Extracted records:
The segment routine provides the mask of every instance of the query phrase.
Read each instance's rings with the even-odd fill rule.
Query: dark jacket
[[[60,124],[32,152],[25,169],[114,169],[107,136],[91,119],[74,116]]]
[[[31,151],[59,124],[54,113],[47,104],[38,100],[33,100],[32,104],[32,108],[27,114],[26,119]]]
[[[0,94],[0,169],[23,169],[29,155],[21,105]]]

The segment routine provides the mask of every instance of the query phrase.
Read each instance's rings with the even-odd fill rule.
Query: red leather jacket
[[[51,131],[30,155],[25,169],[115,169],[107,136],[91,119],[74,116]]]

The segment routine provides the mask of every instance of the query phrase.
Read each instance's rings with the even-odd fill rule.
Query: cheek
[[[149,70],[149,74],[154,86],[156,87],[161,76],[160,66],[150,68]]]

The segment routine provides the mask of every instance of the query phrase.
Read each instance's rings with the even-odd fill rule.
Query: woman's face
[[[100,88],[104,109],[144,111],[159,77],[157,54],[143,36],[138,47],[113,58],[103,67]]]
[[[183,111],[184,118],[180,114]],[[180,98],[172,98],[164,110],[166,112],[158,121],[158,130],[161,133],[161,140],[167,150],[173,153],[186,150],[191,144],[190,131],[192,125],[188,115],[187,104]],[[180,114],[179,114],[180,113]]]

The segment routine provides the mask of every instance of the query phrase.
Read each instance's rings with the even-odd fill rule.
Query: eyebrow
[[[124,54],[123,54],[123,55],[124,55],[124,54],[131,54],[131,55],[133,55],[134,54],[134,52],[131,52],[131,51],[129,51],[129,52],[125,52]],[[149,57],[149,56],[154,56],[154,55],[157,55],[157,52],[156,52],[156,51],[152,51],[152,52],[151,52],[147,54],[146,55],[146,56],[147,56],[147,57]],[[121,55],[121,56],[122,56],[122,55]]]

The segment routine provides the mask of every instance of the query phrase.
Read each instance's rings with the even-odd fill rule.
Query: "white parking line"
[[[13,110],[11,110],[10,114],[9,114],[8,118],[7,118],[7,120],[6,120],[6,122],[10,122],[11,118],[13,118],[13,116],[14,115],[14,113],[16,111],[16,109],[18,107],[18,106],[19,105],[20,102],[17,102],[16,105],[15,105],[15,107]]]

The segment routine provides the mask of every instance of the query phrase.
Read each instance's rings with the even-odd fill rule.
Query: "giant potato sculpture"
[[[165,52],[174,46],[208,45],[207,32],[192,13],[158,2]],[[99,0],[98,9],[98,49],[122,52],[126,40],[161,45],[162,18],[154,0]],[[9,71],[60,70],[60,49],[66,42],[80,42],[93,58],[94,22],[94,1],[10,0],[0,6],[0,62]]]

Exercise prompt: The entries above must be returned in full, exactly as shown.

Written response:
The segment routine provides the mask of every instance of the query phrase.
Read each instance's rings with the even-odd fill rule.
Query: dark jacket
[[[60,124],[32,152],[25,169],[114,169],[107,136],[91,119],[74,116]]]
[[[31,151],[59,124],[54,113],[47,104],[38,100],[33,100],[32,104],[32,108],[27,114],[26,119]]]
[[[0,94],[0,169],[23,169],[29,155],[21,105]]]

The segment routine provides the mask of every instance of the query phrase.
Read each instance's rings with the even-odd fill rule.
Query: red leather jacket
[[[51,131],[30,155],[25,169],[115,169],[107,136],[91,119],[74,116]]]

The segment routine provides the mask of every instance of the query phrase.
Read each instance's rings with the even-odd fill rule.
Query: cheek
[[[149,70],[149,74],[154,86],[156,87],[161,76],[160,66],[150,68]]]

The segment routine provides the mask of every instance of the query phrase.
Read each instance's rings with the even-odd fill rule.
Query: woman's face
[[[100,88],[104,109],[144,111],[159,77],[157,54],[143,36],[138,47],[113,58],[103,67]]]
[[[183,111],[184,118],[180,114]],[[180,98],[172,98],[164,110],[166,112],[158,121],[158,130],[161,133],[161,140],[167,150],[173,153],[186,150],[191,144],[190,131],[192,125],[188,115],[187,104]],[[180,114],[179,114],[180,113]]]

The segment routine provides the mask of every instance of the query phrase.
Read each instance's rings with the even-odd fill rule.
Query: eyebrow
[[[124,54],[123,54],[123,55],[124,55],[124,54],[131,54],[131,55],[133,55],[134,54],[134,52],[131,52],[131,51],[129,51],[129,52],[125,52]],[[149,57],[149,56],[154,56],[154,55],[157,55],[157,52],[156,52],[156,51],[152,51],[152,52],[151,52],[147,54],[146,55],[146,56],[147,56],[147,57]],[[121,55],[121,56],[122,56],[122,55]]]

The segment routine provides the mask of every instance of the query phrase.
Read each instance's rings with the even-odd fill rule.
Query: "white parking line"
[[[13,110],[11,110],[10,114],[9,114],[8,118],[7,118],[7,120],[6,120],[6,122],[10,122],[11,118],[13,118],[13,116],[14,115],[14,113],[16,111],[16,109],[18,107],[18,106],[19,105],[20,102],[17,102],[16,105],[15,105],[15,107]]]

The segment routine provides the mask of every instance of the query phrase.
Read each instance's rings with the even-odd fill rule.
Query: "giant potato sculpture"
[[[165,52],[174,46],[208,45],[207,32],[192,13],[158,2]],[[99,0],[98,9],[98,49],[122,52],[126,40],[161,45],[162,18],[154,0]],[[9,71],[60,70],[60,49],[66,42],[80,42],[93,58],[94,22],[94,1],[10,0],[0,6],[0,62]]]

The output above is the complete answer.